» **SHORT PROBLEM**
According to the email exchange below, what overall reduction in compile time did Alexandre Oliva's measurements show?

### TEXT PROVIDED ###

On Wed, Feb 25, 2015 at 09:01:09PM -0300, Alexandre Oliva wrote:
> > On Wed, Feb 25, 2015 at 06:17:33PM -0300, Alexandre Oliva wrote:
> >> My measurements, for a not particularly unusual testcase, showed an
> >> overall reduction of 63% in compile time, as indicated yesterday.  Now,
> >> who should bear the burden of collecting evidence to back up the claims
> >> against the change?  Are those concerns enough to hold it up?
> > Can you e.g. run dwlocstat on some larger C++ binaries built without and
> > with your patch?  I believe dwlocstat is supposed to count only the
> > instructions where the variables or parameters are in scope, so should be
> > exactly what we care about here.
> Erhm...  I don't think that would cover the case you were worried about,
> namely inspecting variables of an inlined function while at a statement
> moved out of the function ranges.
> Anyway, I've run dwlocstat and inspected the results.  There is indeed a
> significant reduction in the coverage, so I looked into that.

Significant reduction in the coverage should be a red flag.

I admit I haven't read dwlocstat sources recently, but:


This is a tool for examining Dwarf location info coverage.  It goes
through DIEs of given binary's debug info that represent variables and
function parameters.  For each such DIE, it computes coverage of that
DIE's range (list of addresses of DIE's scope) by location expressions
(a description of where given variable is located at given location:
e.g. a variable can be in a register).

### DATA EXCERPTS ###

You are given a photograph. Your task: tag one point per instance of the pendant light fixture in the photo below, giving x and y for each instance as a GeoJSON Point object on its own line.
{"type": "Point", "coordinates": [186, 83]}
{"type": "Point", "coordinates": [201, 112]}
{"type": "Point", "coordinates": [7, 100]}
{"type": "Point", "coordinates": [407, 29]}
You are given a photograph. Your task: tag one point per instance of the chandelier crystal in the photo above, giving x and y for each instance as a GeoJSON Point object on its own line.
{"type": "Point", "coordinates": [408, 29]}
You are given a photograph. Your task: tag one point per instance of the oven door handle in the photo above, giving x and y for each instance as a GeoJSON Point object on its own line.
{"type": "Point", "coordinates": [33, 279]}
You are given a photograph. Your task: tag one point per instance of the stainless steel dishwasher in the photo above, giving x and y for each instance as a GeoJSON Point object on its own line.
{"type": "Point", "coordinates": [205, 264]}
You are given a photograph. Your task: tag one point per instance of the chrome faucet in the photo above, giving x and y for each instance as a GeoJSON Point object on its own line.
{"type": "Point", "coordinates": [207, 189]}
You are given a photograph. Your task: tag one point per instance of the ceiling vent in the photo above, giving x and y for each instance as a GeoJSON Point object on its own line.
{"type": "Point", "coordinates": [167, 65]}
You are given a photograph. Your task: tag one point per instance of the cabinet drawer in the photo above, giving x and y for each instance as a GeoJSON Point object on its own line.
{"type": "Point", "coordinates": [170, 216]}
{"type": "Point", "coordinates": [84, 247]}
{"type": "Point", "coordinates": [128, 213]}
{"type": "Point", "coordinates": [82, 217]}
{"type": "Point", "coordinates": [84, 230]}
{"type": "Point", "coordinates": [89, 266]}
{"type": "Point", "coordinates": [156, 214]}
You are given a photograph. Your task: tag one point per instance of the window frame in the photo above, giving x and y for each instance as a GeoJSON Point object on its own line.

###

» **THE SOLUTION**
A 63% overall reduction in compile time.